=== Data excerpts ===
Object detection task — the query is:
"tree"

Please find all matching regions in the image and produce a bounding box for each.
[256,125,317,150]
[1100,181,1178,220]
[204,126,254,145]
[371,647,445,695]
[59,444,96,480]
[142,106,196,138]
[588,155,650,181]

---

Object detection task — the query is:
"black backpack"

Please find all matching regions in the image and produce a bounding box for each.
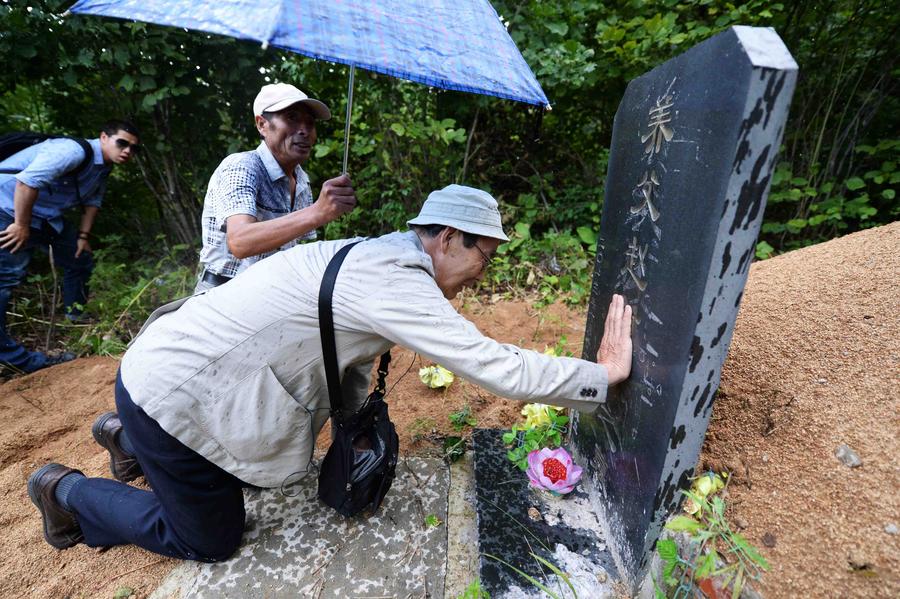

==

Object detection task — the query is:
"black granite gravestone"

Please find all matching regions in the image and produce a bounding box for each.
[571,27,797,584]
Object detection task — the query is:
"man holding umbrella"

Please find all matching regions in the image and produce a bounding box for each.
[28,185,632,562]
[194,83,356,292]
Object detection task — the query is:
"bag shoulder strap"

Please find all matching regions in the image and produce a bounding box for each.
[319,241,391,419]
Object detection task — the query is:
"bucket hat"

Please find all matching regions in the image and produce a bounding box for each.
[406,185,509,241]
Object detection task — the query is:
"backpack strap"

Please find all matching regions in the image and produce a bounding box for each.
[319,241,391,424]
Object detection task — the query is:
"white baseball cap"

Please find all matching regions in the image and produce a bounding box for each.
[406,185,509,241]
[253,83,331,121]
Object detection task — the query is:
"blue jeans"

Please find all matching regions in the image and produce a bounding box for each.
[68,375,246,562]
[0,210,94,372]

=== Written exercise ===
Find every line in the rows above that contains the word "black", and copy each of those lines in full.

=== The result ===
"black backpack"
"black granite gravestone"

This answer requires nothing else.